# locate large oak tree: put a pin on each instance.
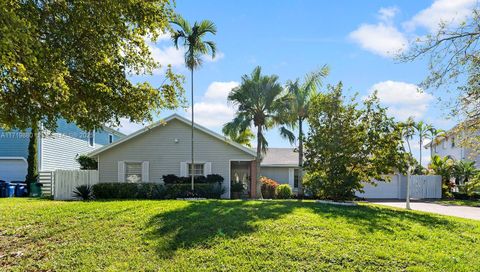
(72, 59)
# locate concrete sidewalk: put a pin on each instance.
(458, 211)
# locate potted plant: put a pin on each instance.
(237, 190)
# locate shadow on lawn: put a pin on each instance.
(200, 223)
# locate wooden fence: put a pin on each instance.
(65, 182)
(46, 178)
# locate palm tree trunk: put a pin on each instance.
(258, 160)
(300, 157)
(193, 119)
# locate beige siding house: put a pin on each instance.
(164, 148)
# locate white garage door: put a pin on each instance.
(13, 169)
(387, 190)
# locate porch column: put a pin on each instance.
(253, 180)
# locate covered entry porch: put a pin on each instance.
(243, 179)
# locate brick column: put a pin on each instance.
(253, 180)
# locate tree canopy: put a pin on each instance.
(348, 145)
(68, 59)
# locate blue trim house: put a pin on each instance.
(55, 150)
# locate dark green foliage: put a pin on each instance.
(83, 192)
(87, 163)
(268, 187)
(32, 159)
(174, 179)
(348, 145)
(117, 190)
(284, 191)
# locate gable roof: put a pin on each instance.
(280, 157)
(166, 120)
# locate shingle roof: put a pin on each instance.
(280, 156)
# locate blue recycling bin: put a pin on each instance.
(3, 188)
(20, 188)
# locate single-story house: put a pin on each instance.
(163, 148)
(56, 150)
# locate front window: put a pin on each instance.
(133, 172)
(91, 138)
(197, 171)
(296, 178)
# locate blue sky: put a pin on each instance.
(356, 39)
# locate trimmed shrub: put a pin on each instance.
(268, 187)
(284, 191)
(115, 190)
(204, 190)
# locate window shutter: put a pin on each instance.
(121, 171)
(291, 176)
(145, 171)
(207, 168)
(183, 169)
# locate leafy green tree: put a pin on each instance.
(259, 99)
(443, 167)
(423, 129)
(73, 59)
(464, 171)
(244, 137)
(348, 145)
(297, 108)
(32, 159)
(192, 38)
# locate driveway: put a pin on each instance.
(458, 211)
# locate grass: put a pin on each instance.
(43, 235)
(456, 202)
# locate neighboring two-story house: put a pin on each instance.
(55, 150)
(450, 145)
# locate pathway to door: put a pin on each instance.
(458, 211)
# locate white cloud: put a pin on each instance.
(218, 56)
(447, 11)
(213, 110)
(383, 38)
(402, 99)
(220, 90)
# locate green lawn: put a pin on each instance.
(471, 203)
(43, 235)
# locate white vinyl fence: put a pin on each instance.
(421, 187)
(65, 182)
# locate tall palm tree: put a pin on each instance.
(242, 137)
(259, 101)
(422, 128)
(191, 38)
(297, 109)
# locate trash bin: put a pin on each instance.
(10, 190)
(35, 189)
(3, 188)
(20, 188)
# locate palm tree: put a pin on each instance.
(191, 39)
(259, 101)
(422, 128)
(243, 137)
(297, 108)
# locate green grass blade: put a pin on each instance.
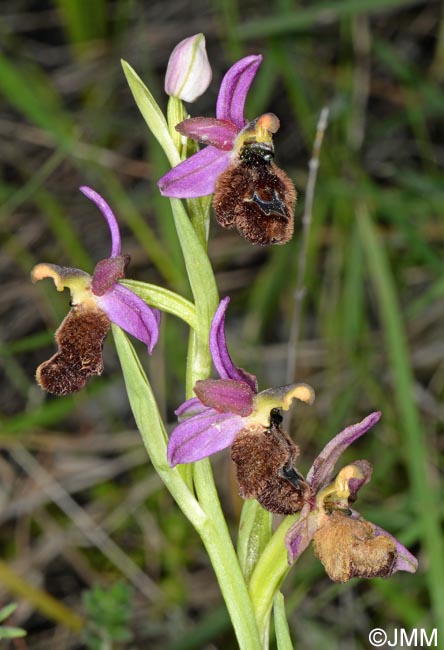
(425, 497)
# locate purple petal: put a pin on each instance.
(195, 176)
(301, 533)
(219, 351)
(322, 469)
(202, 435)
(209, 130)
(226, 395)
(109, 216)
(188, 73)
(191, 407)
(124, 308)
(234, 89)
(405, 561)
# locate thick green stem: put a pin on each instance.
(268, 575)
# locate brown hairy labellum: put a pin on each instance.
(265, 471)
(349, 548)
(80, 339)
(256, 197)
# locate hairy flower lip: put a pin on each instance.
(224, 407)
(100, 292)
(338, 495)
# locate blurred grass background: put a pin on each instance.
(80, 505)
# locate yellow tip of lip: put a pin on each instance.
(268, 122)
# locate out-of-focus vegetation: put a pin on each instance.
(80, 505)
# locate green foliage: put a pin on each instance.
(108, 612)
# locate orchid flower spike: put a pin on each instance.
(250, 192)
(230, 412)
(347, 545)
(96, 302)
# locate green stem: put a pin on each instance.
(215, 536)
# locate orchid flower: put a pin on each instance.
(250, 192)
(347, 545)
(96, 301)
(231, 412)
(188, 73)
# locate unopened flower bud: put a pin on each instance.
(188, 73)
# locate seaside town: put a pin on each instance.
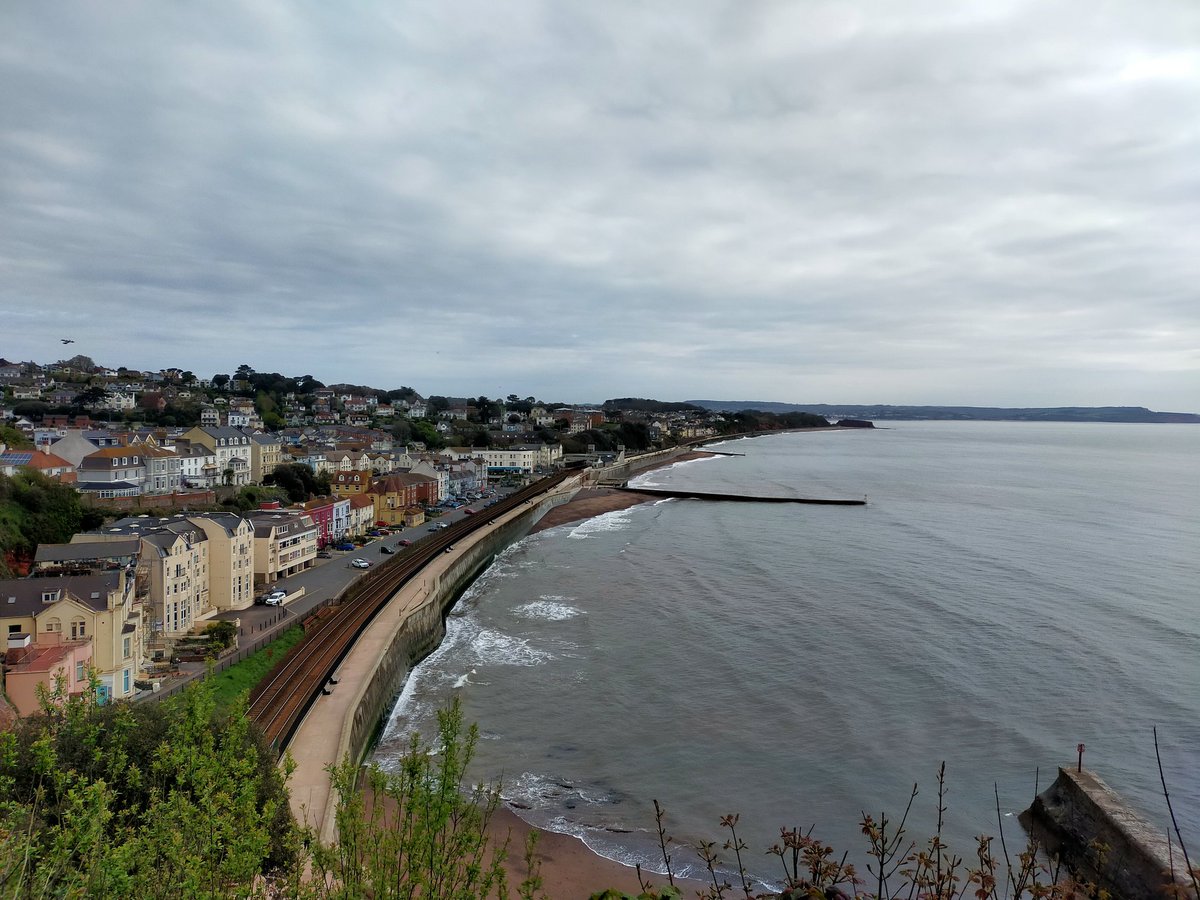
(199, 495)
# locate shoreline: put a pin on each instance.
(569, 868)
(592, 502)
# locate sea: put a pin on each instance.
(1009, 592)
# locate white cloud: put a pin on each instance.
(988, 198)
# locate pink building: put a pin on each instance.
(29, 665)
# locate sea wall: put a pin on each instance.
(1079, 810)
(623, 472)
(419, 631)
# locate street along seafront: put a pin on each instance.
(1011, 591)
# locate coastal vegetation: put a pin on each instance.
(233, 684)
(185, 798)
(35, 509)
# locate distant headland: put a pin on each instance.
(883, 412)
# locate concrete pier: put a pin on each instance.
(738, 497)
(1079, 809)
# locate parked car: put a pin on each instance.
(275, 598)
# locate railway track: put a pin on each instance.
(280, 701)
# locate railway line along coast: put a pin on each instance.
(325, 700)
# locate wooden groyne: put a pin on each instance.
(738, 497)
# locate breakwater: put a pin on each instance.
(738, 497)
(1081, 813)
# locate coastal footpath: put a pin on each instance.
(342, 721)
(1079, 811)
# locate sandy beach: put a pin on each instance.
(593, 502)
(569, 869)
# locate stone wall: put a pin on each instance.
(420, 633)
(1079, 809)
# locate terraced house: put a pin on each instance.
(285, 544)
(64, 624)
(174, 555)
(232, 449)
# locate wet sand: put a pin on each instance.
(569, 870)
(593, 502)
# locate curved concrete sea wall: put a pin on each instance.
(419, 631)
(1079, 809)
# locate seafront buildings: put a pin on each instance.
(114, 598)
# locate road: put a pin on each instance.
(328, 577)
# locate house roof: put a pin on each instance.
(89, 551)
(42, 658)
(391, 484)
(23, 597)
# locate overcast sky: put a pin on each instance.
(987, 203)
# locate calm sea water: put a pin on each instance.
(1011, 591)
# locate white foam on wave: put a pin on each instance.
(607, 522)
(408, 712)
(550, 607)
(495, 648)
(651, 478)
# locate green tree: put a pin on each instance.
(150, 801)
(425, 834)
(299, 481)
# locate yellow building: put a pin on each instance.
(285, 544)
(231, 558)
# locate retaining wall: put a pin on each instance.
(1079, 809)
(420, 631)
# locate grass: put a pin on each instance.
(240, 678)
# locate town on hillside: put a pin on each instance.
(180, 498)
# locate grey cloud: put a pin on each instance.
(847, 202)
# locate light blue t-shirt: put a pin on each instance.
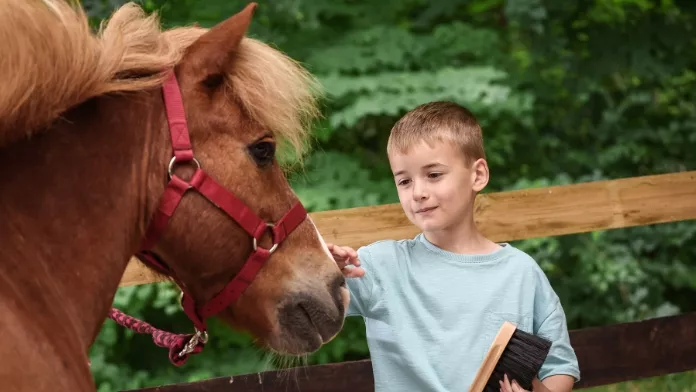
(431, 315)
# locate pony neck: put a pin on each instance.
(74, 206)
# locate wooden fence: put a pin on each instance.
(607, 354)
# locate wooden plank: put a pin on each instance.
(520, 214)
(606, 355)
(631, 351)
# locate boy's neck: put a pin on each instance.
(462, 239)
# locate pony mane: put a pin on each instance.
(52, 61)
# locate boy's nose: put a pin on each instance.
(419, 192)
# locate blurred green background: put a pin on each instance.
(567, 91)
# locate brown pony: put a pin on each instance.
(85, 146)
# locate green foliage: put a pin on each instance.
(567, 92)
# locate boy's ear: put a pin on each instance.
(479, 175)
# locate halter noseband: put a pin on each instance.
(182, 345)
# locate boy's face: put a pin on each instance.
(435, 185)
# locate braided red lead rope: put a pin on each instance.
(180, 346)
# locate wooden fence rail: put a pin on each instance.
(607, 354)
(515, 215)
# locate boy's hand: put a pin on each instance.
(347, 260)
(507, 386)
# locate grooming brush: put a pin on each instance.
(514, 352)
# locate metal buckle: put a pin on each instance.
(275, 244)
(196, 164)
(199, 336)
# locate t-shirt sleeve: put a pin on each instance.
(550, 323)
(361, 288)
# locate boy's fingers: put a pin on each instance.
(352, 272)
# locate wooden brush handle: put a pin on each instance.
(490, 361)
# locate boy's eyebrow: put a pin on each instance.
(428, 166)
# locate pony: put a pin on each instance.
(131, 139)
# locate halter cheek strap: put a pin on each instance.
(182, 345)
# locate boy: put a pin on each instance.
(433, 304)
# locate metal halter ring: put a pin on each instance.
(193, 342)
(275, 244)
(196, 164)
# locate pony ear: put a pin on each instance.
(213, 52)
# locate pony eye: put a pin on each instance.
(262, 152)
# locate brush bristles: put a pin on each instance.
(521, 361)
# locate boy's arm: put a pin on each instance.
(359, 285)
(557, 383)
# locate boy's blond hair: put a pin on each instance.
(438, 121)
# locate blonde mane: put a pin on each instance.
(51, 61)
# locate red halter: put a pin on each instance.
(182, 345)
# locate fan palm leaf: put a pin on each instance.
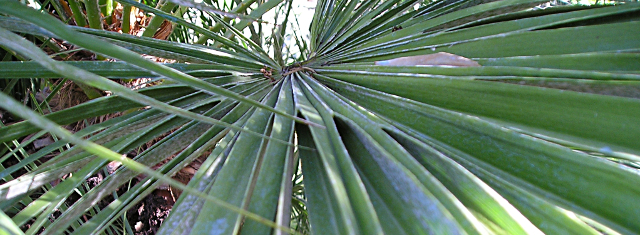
------
> [What is asked]: Copy the material word for word, starting at the line that contains "# locate boy's hand: put" and ending at the last line of the material. Leave out the pictures.

> [Output of the task]:
# locate boy's hand: put a pin on each instance.
(347, 260)
(507, 386)
# locate grooming brush: put a pin on each instance.
(514, 352)
# locate metal buckle: put a pin on each instance.
(275, 244)
(196, 164)
(199, 336)
# locate t-shirt sleeve: put a pin on each instance.
(550, 323)
(361, 288)
# locate boy's fingers: put a pin on each instance.
(352, 272)
# locate wooden brush handle: put a pin on each instance.
(490, 361)
# locate boy's eyebrow: put a pin on each instance.
(428, 166)
# locate pony: put a pin on each instance.
(131, 139)
# locate halter cheek strap: put a pin on each instance.
(182, 345)
# locate boy: put a pin on each instance.
(433, 304)
# locate metal halter ring: put a pin on each instance.
(193, 342)
(275, 244)
(196, 164)
# locate pony ear: put a pin on each instance.
(213, 52)
# locate pony eye: put a pin on each instance.
(262, 152)
# locate brush bristles: put a pin on each instance.
(521, 361)
# locate boy's arm: put a pin on each instance.
(359, 285)
(557, 383)
# locate boy's blond hair: put a pin on each instance.
(438, 121)
# locate blonde mane: put a pin on each instance.
(51, 61)
# locate red halter: put a pin on each instance.
(182, 345)
# locate fan palm leaf: put a pin on each instance.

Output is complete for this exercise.